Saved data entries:

================================

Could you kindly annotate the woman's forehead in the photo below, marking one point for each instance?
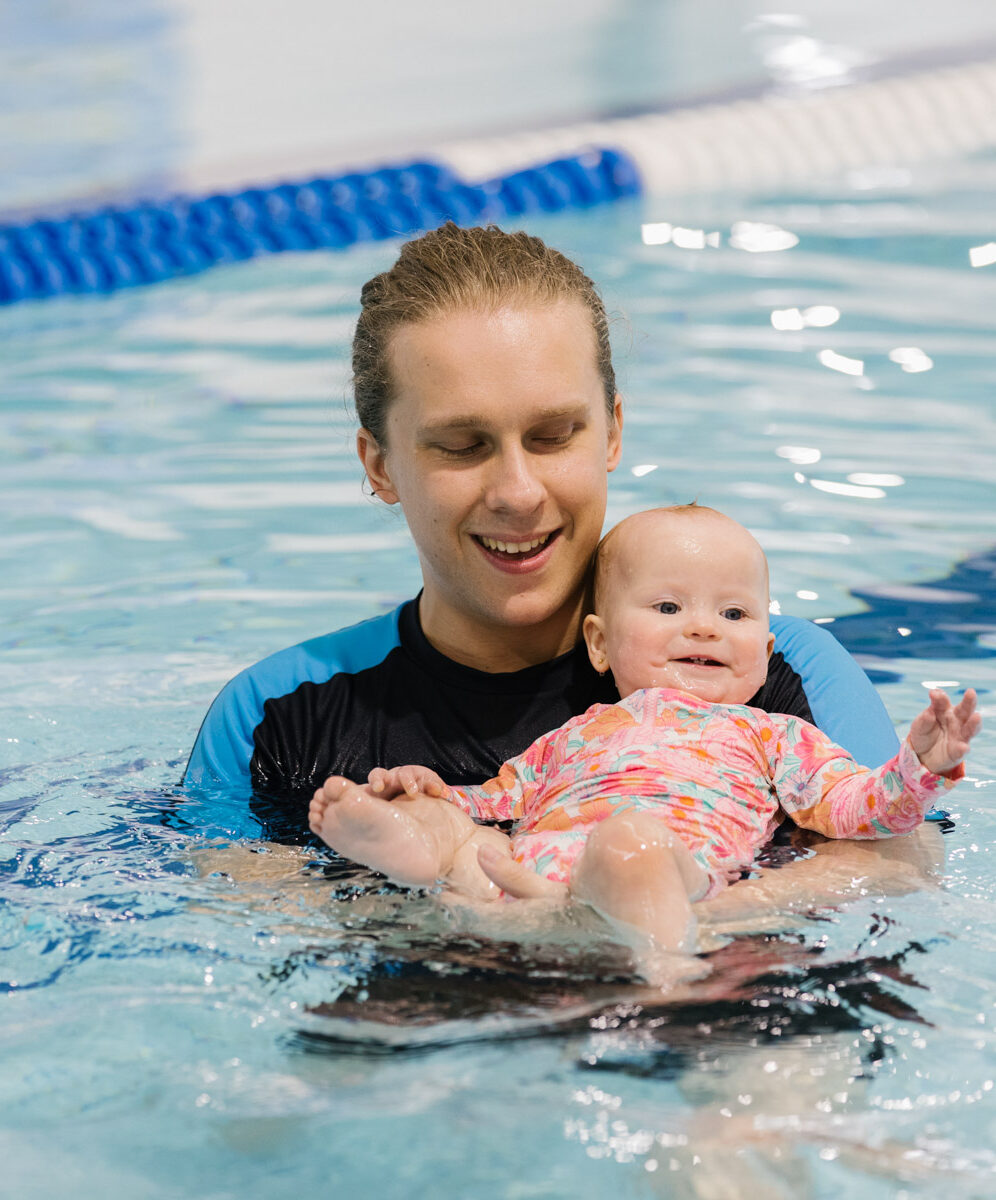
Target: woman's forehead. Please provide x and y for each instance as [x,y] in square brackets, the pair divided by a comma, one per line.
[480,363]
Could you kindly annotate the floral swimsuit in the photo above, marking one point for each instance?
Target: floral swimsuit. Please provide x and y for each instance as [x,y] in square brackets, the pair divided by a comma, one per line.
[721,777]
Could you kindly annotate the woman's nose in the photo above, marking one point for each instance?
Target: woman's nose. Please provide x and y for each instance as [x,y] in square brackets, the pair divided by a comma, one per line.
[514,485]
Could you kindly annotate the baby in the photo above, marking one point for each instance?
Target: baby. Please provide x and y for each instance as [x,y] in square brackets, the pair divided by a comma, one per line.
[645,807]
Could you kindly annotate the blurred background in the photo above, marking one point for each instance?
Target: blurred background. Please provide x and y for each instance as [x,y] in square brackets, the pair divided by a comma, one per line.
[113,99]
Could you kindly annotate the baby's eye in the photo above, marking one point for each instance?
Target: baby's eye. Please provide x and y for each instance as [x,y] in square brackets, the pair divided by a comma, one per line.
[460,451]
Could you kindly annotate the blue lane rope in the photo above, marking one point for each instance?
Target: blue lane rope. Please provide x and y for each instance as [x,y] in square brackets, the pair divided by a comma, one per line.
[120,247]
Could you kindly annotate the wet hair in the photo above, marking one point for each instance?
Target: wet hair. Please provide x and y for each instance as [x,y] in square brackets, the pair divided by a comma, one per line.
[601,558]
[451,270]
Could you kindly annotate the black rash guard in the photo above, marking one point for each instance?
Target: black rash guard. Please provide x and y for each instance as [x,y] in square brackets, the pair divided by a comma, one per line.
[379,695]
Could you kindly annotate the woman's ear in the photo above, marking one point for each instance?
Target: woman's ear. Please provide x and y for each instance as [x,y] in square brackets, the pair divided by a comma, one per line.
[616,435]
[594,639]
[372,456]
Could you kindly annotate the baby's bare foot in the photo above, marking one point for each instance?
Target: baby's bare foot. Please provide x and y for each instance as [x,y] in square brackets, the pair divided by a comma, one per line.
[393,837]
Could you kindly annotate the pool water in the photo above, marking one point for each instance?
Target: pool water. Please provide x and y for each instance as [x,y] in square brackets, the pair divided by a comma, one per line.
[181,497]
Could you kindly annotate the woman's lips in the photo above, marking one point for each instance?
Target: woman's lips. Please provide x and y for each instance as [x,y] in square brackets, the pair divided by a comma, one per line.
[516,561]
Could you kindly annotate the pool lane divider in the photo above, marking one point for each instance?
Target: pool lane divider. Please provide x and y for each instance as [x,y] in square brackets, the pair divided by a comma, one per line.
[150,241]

================================

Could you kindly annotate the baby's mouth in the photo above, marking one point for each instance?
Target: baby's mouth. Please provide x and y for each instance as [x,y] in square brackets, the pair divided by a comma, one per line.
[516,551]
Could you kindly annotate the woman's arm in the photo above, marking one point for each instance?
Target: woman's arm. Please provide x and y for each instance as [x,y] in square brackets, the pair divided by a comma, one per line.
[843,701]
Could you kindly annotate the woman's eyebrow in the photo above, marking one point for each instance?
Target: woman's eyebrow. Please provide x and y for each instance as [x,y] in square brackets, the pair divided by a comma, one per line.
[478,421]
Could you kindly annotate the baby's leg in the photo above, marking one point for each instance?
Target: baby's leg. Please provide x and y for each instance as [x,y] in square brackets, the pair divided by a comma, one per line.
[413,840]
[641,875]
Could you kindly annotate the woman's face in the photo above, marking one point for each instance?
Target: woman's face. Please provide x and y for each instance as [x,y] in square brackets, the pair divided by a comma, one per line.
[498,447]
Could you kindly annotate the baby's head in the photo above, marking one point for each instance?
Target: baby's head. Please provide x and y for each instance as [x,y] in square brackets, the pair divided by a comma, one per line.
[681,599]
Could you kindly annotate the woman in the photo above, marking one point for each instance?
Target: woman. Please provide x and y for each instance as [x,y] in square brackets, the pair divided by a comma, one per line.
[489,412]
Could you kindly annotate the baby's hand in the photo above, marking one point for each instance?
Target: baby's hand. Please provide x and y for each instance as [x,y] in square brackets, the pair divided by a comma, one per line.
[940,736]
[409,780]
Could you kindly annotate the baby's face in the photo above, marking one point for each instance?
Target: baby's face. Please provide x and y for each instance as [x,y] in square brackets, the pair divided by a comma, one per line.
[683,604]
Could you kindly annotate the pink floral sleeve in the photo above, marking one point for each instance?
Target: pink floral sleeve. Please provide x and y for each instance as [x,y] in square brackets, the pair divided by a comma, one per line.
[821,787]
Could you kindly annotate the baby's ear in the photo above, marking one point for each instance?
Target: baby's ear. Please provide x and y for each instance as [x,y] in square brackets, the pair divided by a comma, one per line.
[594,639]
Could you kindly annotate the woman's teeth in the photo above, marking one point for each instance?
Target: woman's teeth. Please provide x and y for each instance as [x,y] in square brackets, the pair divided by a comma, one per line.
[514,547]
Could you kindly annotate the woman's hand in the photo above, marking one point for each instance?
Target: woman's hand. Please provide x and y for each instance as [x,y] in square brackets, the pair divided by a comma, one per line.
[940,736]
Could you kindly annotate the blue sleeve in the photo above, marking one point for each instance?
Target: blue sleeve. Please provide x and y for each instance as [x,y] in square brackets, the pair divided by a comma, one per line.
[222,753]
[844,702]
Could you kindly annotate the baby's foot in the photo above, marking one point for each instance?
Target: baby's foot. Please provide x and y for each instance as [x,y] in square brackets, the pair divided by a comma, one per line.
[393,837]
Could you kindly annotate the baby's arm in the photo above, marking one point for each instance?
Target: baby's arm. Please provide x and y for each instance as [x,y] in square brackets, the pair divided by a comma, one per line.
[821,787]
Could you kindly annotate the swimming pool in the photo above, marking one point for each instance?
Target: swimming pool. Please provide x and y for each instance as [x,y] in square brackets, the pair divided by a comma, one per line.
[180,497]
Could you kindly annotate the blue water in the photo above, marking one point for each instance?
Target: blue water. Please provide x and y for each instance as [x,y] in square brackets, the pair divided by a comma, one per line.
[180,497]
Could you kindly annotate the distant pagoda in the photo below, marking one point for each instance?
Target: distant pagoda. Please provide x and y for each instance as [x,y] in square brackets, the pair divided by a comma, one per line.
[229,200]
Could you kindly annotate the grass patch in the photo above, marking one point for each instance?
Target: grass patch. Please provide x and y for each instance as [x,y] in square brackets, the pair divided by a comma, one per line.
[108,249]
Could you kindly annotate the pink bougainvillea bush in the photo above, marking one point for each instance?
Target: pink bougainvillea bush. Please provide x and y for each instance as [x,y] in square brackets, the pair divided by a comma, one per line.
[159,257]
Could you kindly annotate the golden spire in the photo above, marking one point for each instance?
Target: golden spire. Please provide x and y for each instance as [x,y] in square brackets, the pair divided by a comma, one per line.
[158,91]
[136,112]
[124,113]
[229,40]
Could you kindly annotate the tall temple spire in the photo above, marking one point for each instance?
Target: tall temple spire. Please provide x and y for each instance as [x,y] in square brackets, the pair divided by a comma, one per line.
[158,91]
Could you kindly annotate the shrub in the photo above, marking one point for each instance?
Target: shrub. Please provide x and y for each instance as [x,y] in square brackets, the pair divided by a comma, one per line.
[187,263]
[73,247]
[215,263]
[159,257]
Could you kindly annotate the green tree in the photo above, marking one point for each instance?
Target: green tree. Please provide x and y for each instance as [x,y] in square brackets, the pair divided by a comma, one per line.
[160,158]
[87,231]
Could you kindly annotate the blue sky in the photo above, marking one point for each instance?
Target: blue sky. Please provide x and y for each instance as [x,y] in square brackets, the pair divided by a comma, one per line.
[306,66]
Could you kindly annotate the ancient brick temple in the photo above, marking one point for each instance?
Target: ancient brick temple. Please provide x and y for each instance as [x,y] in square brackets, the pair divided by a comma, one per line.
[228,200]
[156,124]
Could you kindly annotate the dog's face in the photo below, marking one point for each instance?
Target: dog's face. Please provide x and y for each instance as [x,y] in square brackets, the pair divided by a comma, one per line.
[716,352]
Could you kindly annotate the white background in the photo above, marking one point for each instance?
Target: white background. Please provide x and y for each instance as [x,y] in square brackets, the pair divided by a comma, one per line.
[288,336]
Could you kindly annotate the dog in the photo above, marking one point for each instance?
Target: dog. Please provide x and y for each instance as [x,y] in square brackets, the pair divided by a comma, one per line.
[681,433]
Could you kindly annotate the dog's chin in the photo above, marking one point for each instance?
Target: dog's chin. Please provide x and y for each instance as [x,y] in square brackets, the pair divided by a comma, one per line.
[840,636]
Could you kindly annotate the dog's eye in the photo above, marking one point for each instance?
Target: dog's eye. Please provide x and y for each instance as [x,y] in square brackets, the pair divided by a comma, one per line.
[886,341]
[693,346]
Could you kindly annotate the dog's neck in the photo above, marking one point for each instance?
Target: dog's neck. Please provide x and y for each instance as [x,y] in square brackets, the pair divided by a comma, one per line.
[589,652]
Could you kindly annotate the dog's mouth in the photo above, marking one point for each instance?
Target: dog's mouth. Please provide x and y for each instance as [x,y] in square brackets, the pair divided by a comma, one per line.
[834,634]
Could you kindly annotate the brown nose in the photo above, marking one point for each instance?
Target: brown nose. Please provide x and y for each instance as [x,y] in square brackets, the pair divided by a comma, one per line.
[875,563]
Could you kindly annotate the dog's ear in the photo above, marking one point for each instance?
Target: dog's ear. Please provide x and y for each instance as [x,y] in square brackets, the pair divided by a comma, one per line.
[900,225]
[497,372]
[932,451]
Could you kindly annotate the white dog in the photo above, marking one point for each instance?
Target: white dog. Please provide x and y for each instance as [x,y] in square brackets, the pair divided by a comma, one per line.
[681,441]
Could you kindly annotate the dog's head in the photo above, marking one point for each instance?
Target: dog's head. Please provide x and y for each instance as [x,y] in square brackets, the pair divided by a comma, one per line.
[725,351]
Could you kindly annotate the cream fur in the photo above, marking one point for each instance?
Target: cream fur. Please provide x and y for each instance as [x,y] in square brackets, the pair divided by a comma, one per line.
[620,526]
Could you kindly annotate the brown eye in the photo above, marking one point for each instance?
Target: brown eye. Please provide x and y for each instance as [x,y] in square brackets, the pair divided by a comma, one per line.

================================

Examine the records above and state the number of lines that include "below", with no further text.

▶ [TASK ANSWER]:
3